## Exercise instructions
Find the line with "Mark the ceiling fan blade, one" in the data below. Repeat it and every line after it up to the end, exactly, but drop the pictures.

━━━ Data shown ━━━

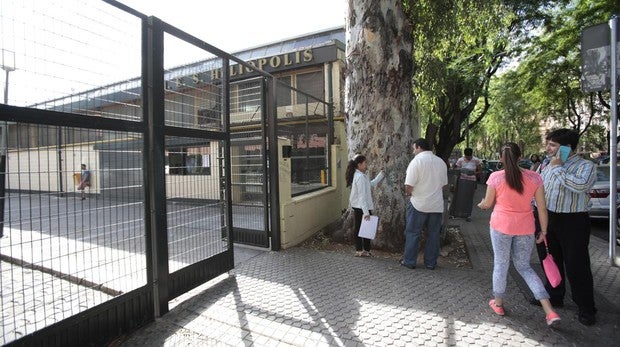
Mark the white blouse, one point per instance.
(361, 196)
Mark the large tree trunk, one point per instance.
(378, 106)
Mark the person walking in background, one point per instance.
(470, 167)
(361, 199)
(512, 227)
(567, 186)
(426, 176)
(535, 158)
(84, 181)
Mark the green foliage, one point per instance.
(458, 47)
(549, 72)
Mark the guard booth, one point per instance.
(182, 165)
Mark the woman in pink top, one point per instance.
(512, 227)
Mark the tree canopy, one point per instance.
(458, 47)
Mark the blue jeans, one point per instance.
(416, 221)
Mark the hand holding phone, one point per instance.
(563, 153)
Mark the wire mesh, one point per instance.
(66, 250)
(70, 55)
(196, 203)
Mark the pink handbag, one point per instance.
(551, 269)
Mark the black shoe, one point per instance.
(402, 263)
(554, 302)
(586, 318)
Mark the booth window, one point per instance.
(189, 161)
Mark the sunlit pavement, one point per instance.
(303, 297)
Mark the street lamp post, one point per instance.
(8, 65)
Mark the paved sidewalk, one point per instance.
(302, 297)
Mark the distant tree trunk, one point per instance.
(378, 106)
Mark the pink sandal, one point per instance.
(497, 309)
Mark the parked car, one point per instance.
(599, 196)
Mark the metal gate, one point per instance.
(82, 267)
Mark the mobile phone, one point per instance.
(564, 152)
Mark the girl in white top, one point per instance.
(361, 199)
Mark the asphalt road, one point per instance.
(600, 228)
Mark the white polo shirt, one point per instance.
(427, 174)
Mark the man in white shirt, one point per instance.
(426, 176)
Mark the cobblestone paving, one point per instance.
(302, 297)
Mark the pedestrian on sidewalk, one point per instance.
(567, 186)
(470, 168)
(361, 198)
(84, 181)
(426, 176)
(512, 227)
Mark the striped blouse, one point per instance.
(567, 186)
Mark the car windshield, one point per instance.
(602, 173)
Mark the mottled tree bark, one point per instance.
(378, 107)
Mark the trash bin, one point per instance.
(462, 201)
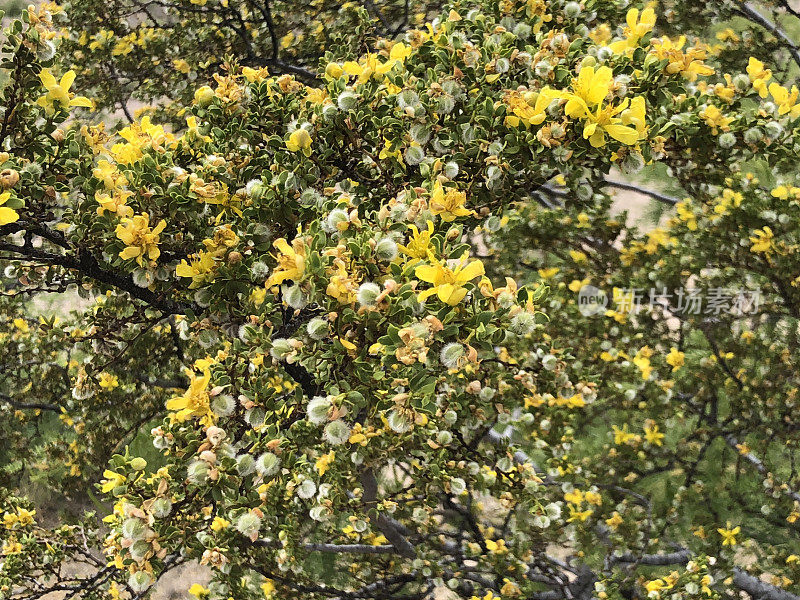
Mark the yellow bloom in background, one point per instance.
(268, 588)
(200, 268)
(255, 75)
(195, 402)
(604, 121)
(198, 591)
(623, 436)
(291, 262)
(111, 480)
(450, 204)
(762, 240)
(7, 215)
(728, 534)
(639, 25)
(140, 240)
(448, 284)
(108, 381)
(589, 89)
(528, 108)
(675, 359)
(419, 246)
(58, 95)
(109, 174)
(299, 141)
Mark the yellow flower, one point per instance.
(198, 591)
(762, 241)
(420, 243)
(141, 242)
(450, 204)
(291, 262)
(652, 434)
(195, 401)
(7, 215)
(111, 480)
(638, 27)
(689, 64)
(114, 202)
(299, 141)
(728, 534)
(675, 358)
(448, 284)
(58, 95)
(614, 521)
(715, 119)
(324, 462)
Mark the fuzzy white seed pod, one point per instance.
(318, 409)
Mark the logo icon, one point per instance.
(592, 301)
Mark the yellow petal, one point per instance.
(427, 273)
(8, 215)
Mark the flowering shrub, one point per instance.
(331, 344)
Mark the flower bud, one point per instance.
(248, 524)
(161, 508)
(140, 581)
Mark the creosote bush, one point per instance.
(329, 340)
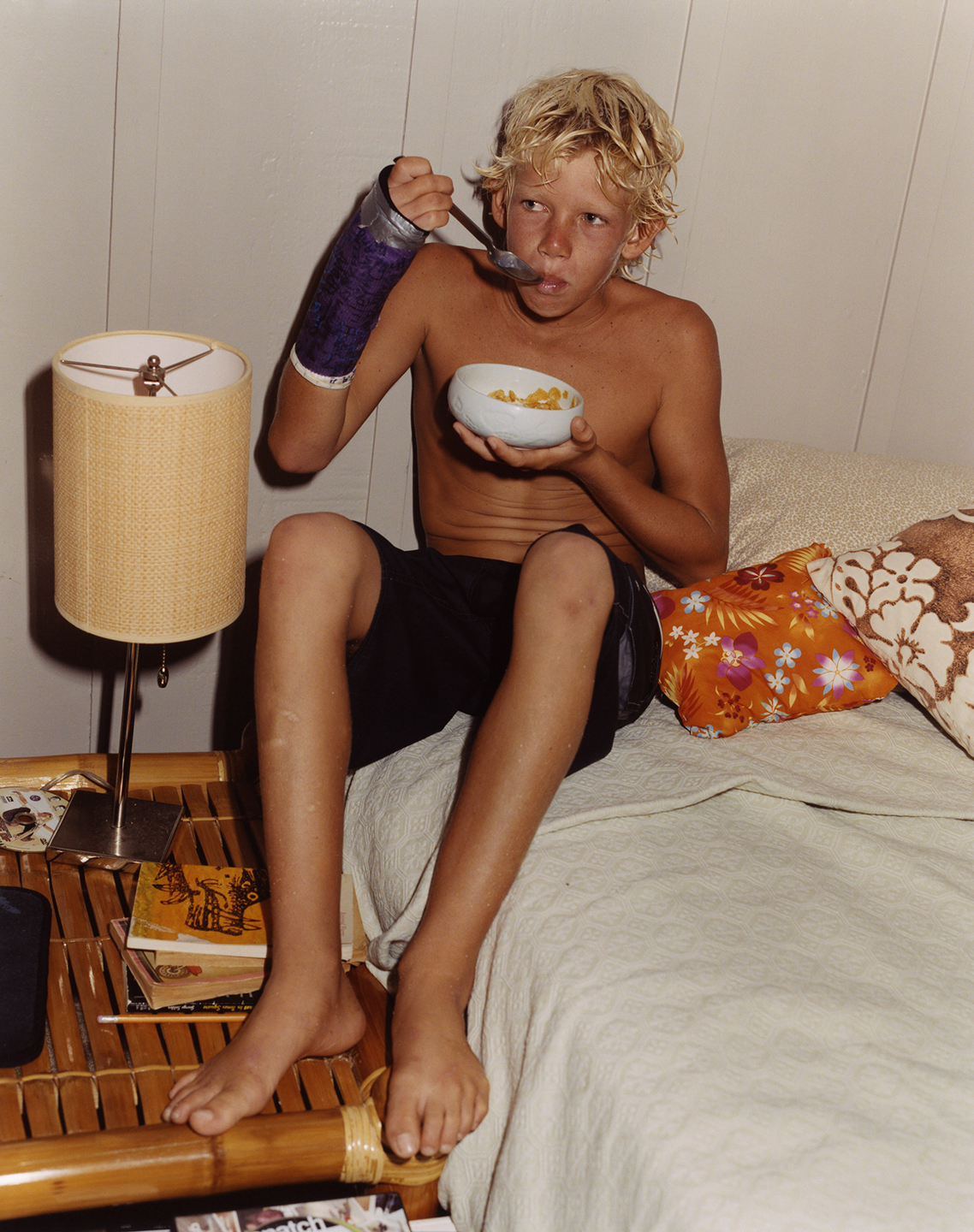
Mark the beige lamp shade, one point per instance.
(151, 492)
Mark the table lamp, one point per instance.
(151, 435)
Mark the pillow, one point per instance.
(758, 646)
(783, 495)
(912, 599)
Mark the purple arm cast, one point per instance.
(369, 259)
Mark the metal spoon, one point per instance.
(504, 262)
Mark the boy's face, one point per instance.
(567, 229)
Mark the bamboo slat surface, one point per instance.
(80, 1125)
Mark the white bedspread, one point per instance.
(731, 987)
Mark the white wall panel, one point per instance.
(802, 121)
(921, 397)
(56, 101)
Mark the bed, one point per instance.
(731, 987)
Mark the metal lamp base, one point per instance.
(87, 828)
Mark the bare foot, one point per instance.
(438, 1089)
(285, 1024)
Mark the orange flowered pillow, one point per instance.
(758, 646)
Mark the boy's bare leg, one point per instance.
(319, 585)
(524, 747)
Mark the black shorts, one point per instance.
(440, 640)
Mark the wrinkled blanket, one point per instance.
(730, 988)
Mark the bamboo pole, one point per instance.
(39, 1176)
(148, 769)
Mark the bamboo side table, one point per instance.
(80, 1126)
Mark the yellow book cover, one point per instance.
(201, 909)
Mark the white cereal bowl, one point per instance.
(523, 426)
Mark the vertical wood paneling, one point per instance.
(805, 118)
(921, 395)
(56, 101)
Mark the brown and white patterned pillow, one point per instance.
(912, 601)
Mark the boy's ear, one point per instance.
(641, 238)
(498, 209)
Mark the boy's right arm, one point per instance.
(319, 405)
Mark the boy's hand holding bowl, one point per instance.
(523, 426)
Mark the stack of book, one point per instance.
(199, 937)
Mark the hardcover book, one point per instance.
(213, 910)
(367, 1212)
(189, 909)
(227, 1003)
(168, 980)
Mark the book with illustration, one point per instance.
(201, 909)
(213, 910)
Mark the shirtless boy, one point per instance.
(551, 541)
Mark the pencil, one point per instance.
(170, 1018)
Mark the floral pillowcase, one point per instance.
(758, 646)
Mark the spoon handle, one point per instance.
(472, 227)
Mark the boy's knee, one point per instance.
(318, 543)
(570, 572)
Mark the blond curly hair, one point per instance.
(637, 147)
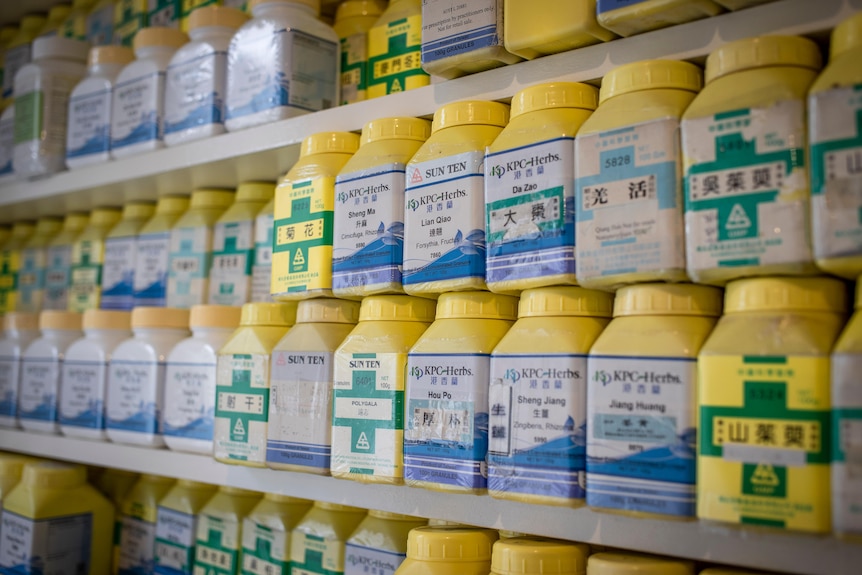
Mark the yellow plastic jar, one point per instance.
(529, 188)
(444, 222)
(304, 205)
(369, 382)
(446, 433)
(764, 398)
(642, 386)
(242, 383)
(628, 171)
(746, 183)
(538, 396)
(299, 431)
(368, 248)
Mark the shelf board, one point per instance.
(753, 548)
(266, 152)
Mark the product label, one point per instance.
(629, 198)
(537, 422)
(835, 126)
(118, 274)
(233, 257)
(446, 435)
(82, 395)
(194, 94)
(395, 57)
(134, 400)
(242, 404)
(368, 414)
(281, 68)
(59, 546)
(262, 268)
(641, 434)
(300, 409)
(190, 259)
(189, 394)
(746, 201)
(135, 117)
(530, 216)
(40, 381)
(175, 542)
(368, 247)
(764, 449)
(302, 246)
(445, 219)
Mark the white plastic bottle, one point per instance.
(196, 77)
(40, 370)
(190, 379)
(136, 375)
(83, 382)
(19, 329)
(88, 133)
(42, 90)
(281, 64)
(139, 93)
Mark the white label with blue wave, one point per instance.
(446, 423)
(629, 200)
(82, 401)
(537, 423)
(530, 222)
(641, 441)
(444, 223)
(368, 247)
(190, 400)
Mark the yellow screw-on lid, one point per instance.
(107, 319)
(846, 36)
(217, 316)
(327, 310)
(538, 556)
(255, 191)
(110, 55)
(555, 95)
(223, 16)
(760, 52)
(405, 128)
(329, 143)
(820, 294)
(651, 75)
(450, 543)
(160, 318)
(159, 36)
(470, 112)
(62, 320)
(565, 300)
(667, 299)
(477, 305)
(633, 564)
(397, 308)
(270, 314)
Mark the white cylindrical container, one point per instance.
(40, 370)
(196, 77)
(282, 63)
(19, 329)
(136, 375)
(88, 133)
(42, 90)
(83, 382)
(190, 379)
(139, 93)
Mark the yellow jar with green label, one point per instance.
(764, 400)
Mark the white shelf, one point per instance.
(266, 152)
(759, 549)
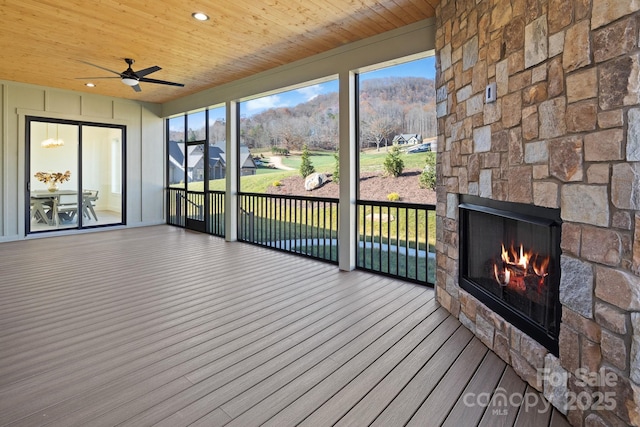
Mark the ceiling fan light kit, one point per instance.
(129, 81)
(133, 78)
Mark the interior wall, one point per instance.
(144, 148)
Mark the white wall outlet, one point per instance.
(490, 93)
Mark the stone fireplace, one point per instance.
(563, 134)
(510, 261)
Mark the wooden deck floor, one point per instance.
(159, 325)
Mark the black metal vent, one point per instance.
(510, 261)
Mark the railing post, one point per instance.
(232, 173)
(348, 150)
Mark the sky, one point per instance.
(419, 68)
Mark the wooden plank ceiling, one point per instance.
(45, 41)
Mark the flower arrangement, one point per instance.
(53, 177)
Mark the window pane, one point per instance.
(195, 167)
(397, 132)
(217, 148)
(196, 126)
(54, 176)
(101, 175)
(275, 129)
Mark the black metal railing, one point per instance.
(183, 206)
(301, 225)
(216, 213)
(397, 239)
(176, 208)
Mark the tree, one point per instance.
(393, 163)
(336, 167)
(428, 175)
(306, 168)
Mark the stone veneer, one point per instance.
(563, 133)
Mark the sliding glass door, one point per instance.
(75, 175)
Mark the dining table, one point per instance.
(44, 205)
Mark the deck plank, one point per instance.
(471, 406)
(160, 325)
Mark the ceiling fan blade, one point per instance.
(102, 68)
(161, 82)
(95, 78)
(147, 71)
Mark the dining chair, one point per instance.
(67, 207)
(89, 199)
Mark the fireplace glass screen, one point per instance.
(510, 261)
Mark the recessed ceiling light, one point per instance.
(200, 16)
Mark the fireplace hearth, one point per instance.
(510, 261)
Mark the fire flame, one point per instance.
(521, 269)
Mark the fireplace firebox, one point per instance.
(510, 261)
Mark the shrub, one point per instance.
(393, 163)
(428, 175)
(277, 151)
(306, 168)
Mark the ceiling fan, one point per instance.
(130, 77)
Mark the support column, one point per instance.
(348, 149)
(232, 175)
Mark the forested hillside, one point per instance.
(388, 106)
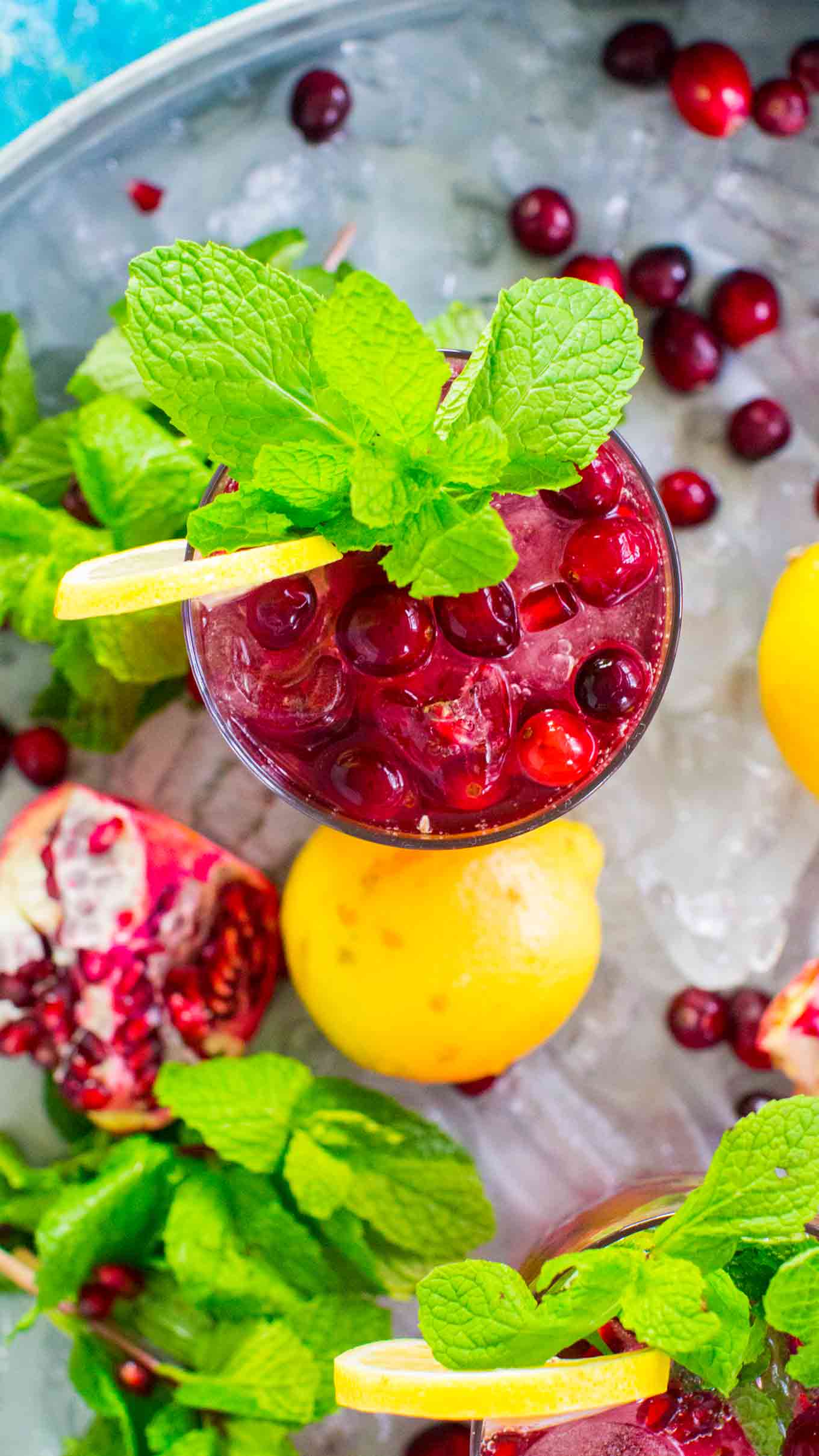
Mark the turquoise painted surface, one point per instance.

━━━

## Written answer
Mark the ceiling fan blade, one point per instance.
(102, 68)
(161, 82)
(95, 78)
(147, 71)
Mark the dining chair, one point per instance.
(67, 207)
(89, 199)
Mark the fireplace glass screen, one point per instance.
(510, 261)
Mark the recessed ceiling light, one point per instance.
(200, 16)
Mark the fireplace hearth, one point per instance.
(510, 261)
Mark the fire flame, one point per instance.
(521, 269)
Mark the fireplace firebox, one point per instance.
(510, 261)
Mark the shrub, one point per instance.
(393, 163)
(428, 175)
(277, 151)
(306, 168)
Mark the ceiling fan, one point per instance.
(130, 77)
Mark the support column, one point per instance.
(348, 149)
(232, 175)
Mark the forested hillside, one point per instance.
(388, 106)
Mark the turquoise painted surface, one point per instance.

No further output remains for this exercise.